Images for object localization
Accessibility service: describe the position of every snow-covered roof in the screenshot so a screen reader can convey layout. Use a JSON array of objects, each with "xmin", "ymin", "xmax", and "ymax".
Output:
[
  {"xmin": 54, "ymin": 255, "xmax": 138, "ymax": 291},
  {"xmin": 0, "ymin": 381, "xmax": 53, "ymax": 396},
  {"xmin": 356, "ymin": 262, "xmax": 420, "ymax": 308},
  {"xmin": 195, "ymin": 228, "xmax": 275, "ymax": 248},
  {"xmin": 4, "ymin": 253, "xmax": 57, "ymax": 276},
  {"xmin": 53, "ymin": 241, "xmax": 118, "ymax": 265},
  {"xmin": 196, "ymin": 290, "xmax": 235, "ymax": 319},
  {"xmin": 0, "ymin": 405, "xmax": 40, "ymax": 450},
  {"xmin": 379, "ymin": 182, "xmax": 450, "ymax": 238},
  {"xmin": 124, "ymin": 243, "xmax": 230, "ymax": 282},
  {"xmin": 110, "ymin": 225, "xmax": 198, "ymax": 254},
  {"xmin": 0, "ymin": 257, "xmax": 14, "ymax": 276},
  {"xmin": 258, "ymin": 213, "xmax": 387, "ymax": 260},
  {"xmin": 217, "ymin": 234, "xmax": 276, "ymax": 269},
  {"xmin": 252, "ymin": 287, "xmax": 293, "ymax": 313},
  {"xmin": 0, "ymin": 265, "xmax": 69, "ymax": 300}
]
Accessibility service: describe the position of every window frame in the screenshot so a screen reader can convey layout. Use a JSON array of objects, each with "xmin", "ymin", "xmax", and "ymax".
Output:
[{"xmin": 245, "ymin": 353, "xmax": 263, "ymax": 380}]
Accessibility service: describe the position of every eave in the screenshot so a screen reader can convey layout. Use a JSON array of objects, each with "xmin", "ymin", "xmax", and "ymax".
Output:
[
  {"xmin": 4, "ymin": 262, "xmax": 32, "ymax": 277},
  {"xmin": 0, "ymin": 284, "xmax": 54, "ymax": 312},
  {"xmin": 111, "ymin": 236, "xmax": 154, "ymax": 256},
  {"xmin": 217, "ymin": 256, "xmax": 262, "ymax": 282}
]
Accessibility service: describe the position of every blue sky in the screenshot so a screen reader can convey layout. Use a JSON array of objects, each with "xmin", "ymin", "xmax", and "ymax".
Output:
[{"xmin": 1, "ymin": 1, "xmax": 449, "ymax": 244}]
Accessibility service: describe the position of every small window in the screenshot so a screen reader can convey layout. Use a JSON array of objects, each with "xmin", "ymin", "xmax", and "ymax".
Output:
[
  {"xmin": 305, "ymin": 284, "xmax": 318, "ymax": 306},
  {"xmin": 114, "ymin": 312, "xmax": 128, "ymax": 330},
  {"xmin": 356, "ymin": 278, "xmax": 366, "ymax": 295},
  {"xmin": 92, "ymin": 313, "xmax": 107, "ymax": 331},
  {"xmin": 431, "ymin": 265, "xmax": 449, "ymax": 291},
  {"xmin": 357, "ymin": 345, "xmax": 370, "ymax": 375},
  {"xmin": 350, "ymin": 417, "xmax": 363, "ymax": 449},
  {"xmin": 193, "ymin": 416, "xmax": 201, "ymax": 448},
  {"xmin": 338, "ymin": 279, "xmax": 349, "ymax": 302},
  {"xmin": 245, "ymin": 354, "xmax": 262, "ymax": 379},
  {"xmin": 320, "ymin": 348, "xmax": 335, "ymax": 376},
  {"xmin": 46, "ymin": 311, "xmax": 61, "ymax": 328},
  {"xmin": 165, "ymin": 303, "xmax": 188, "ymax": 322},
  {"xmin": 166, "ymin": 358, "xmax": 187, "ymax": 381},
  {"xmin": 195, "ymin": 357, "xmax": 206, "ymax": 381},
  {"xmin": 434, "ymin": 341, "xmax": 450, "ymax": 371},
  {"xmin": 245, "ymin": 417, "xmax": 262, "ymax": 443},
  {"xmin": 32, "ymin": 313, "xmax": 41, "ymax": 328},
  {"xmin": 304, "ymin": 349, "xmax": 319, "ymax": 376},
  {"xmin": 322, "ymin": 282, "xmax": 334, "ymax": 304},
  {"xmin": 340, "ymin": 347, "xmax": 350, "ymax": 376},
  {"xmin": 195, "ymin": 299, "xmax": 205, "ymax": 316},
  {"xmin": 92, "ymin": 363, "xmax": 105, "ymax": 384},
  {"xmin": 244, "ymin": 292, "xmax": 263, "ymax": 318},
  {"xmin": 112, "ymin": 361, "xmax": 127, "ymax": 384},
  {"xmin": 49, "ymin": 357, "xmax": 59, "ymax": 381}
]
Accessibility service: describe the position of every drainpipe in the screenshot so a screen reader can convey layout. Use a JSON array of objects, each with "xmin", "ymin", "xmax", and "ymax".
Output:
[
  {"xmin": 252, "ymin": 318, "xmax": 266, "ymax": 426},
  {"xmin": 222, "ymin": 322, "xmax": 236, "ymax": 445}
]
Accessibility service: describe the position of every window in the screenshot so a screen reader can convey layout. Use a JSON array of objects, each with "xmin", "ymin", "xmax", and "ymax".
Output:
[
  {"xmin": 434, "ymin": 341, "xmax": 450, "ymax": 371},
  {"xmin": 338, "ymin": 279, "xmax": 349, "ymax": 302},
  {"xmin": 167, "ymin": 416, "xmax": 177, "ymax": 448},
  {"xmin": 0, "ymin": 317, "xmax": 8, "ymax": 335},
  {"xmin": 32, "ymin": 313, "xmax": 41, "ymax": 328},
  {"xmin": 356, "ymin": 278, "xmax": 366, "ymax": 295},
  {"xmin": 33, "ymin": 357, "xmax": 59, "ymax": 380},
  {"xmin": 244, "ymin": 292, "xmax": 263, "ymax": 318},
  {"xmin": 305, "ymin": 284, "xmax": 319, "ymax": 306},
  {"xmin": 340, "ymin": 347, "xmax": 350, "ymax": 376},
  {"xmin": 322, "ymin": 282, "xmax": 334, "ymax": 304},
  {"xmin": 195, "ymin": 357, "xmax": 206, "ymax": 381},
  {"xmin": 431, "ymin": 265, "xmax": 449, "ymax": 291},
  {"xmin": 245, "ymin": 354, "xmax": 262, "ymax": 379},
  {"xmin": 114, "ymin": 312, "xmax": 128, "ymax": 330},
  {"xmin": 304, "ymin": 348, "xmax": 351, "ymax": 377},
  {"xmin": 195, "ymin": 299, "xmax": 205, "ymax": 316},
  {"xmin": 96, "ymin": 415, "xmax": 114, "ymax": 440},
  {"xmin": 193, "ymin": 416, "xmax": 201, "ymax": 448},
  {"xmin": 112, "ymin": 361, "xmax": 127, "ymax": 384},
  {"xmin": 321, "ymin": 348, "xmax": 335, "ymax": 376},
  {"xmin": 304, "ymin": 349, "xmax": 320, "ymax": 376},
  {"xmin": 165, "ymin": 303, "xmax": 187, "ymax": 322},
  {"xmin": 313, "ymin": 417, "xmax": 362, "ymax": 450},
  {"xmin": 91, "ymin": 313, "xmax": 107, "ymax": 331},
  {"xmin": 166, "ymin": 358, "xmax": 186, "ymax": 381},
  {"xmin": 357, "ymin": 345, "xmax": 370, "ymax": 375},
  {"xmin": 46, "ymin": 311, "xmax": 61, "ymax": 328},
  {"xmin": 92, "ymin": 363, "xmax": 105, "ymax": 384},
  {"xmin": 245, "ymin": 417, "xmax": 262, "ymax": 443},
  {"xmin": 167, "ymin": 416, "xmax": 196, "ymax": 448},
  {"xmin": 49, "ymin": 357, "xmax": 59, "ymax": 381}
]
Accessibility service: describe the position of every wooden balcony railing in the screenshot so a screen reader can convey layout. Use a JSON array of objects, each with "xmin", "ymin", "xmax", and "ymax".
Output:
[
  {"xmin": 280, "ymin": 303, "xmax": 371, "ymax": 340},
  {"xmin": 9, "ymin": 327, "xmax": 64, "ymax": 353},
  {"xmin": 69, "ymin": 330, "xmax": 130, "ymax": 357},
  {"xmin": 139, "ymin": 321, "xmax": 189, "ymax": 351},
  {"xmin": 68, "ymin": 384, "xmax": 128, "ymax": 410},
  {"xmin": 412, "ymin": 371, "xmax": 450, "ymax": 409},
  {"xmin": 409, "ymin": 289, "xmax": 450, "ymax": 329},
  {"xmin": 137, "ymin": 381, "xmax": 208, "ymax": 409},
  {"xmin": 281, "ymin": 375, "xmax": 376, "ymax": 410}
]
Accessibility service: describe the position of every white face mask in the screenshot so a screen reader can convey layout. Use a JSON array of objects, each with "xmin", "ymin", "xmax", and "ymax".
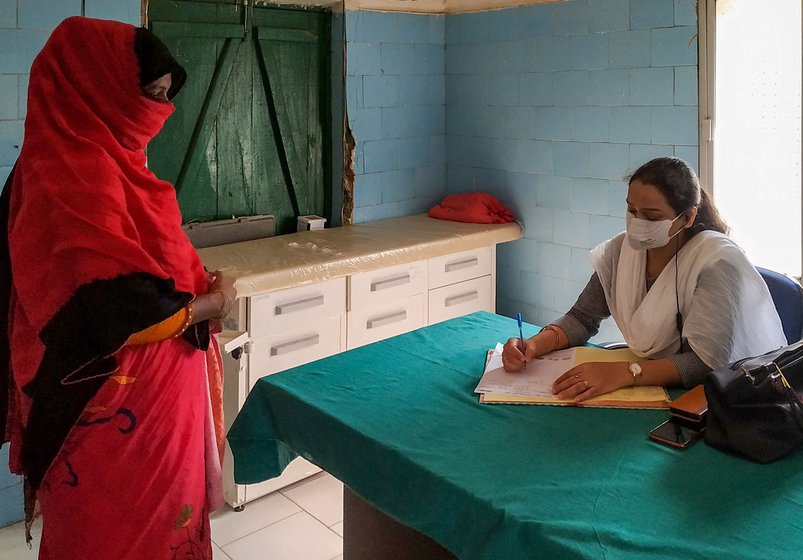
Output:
[{"xmin": 625, "ymin": 213, "xmax": 685, "ymax": 250}]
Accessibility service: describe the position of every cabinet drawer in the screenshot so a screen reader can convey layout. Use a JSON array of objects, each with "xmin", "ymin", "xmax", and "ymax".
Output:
[
  {"xmin": 348, "ymin": 260, "xmax": 427, "ymax": 311},
  {"xmin": 347, "ymin": 293, "xmax": 426, "ymax": 349},
  {"xmin": 428, "ymin": 275, "xmax": 493, "ymax": 325},
  {"xmin": 242, "ymin": 457, "xmax": 321, "ymax": 505},
  {"xmin": 222, "ymin": 297, "xmax": 247, "ymax": 332},
  {"xmin": 248, "ymin": 277, "xmax": 346, "ymax": 337},
  {"xmin": 248, "ymin": 315, "xmax": 346, "ymax": 388},
  {"xmin": 223, "ymin": 449, "xmax": 320, "ymax": 508},
  {"xmin": 428, "ymin": 247, "xmax": 493, "ymax": 289}
]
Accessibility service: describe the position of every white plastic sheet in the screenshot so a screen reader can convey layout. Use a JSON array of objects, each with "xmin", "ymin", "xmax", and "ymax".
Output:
[{"xmin": 196, "ymin": 214, "xmax": 522, "ymax": 297}]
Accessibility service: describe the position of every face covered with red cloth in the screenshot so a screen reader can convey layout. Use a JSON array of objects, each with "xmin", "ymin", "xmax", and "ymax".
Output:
[{"xmin": 0, "ymin": 17, "xmax": 208, "ymax": 493}]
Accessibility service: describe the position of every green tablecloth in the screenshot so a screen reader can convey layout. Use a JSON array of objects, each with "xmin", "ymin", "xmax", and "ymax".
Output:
[{"xmin": 228, "ymin": 311, "xmax": 803, "ymax": 559}]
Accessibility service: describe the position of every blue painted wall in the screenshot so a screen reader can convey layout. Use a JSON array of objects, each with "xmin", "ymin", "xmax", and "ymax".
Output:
[
  {"xmin": 346, "ymin": 11, "xmax": 447, "ymax": 223},
  {"xmin": 0, "ymin": 0, "xmax": 141, "ymax": 188},
  {"xmin": 0, "ymin": 445, "xmax": 22, "ymax": 528},
  {"xmin": 0, "ymin": 0, "xmax": 141, "ymax": 528},
  {"xmin": 444, "ymin": 0, "xmax": 698, "ymax": 338},
  {"xmin": 345, "ymin": 1, "xmax": 698, "ymax": 339}
]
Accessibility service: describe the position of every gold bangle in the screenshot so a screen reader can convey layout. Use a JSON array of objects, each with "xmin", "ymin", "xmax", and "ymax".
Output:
[
  {"xmin": 210, "ymin": 289, "xmax": 232, "ymax": 318},
  {"xmin": 540, "ymin": 325, "xmax": 561, "ymax": 352}
]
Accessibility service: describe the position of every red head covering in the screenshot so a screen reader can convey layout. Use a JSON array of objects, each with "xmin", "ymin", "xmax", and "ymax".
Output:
[
  {"xmin": 1, "ymin": 17, "xmax": 208, "ymax": 490},
  {"xmin": 12, "ymin": 16, "xmax": 206, "ymax": 321}
]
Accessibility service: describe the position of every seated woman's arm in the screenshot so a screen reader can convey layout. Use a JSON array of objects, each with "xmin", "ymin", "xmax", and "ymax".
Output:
[
  {"xmin": 670, "ymin": 257, "xmax": 756, "ymax": 385},
  {"xmin": 551, "ymin": 272, "xmax": 610, "ymax": 347},
  {"xmin": 666, "ymin": 344, "xmax": 710, "ymax": 388},
  {"xmin": 551, "ymin": 348, "xmax": 683, "ymax": 400},
  {"xmin": 553, "ymin": 262, "xmax": 746, "ymax": 399},
  {"xmin": 605, "ymin": 344, "xmax": 710, "ymax": 391},
  {"xmin": 503, "ymin": 274, "xmax": 608, "ymax": 370},
  {"xmin": 603, "ymin": 342, "xmax": 711, "ymax": 391},
  {"xmin": 560, "ymin": 272, "xmax": 713, "ymax": 387},
  {"xmin": 505, "ymin": 271, "xmax": 718, "ymax": 388}
]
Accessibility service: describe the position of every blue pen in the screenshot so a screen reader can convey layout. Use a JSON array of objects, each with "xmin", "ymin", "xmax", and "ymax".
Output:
[{"xmin": 516, "ymin": 312, "xmax": 526, "ymax": 355}]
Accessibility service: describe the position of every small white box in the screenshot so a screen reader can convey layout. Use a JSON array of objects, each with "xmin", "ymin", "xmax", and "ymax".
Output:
[{"xmin": 297, "ymin": 215, "xmax": 327, "ymax": 232}]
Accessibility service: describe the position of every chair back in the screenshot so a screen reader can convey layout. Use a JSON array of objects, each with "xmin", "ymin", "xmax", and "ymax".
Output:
[{"xmin": 757, "ymin": 267, "xmax": 803, "ymax": 344}]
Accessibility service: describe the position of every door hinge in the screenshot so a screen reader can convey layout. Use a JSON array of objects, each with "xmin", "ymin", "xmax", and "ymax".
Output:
[{"xmin": 702, "ymin": 118, "xmax": 713, "ymax": 143}]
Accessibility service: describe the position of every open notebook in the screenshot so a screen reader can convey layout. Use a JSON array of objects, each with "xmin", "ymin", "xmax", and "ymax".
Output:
[{"xmin": 475, "ymin": 344, "xmax": 670, "ymax": 409}]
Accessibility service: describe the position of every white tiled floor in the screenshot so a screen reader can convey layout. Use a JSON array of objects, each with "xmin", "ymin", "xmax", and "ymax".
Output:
[{"xmin": 0, "ymin": 471, "xmax": 344, "ymax": 560}]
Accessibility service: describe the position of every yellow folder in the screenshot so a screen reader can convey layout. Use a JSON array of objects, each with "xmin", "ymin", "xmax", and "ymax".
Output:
[{"xmin": 479, "ymin": 347, "xmax": 670, "ymax": 409}]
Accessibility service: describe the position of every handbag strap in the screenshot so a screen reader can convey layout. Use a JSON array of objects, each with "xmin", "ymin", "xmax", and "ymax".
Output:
[
  {"xmin": 774, "ymin": 363, "xmax": 803, "ymax": 434},
  {"xmin": 786, "ymin": 390, "xmax": 803, "ymax": 435}
]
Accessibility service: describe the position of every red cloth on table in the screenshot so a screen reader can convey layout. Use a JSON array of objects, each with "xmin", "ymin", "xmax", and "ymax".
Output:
[{"xmin": 428, "ymin": 192, "xmax": 516, "ymax": 224}]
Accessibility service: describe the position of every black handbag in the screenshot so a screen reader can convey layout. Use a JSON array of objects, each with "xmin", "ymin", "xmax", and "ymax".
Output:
[{"xmin": 704, "ymin": 340, "xmax": 803, "ymax": 463}]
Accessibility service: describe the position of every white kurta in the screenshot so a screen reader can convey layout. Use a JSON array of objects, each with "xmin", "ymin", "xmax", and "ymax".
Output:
[{"xmin": 590, "ymin": 231, "xmax": 787, "ymax": 369}]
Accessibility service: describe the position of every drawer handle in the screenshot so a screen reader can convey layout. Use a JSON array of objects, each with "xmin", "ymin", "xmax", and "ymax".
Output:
[
  {"xmin": 275, "ymin": 295, "xmax": 324, "ymax": 315},
  {"xmin": 270, "ymin": 334, "xmax": 320, "ymax": 356},
  {"xmin": 366, "ymin": 310, "xmax": 407, "ymax": 330},
  {"xmin": 445, "ymin": 290, "xmax": 479, "ymax": 307},
  {"xmin": 370, "ymin": 273, "xmax": 411, "ymax": 292},
  {"xmin": 445, "ymin": 257, "xmax": 479, "ymax": 273}
]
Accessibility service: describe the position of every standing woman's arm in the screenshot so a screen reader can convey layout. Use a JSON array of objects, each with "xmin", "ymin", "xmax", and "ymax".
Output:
[{"xmin": 127, "ymin": 272, "xmax": 237, "ymax": 345}]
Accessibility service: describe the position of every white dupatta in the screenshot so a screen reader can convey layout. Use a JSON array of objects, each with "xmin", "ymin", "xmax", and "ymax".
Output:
[{"xmin": 590, "ymin": 231, "xmax": 786, "ymax": 369}]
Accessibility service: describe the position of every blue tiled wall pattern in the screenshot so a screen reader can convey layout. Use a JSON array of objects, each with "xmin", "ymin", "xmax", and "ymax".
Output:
[
  {"xmin": 445, "ymin": 0, "xmax": 698, "ymax": 337},
  {"xmin": 0, "ymin": 0, "xmax": 141, "ymax": 188},
  {"xmin": 0, "ymin": 445, "xmax": 22, "ymax": 528},
  {"xmin": 346, "ymin": 11, "xmax": 447, "ymax": 223},
  {"xmin": 0, "ymin": 0, "xmax": 141, "ymax": 527}
]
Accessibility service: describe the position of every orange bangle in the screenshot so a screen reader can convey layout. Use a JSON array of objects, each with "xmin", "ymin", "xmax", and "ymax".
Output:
[
  {"xmin": 173, "ymin": 303, "xmax": 193, "ymax": 338},
  {"xmin": 540, "ymin": 325, "xmax": 561, "ymax": 352}
]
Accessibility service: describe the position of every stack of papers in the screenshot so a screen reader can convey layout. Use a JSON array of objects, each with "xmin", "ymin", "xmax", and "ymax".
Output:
[{"xmin": 475, "ymin": 344, "xmax": 670, "ymax": 409}]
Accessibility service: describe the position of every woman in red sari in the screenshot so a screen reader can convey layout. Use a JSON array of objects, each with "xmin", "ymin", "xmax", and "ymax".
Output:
[{"xmin": 0, "ymin": 17, "xmax": 235, "ymax": 559}]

Requirement
Reproduce exactly the section above that begins at the line containing "Accessibility service: describe the position of every green" and ends at the line containing "every blue painted", leaving out all other lines.

Answer to the exercise
Accessibility service: describe the position of every green tablecloth in the screenshot so a screen reader can convey layout. Use a JSON array of objects, each with "xmin", "ymin", "xmax", and "ymax".
Output:
[{"xmin": 228, "ymin": 311, "xmax": 803, "ymax": 559}]
Accessibility service: describe the position of every blue painted wall in the screenshot so a screen reader can convey layout. Use a JSON array of objects, each with "xmin", "ymin", "xmax", and "ymax".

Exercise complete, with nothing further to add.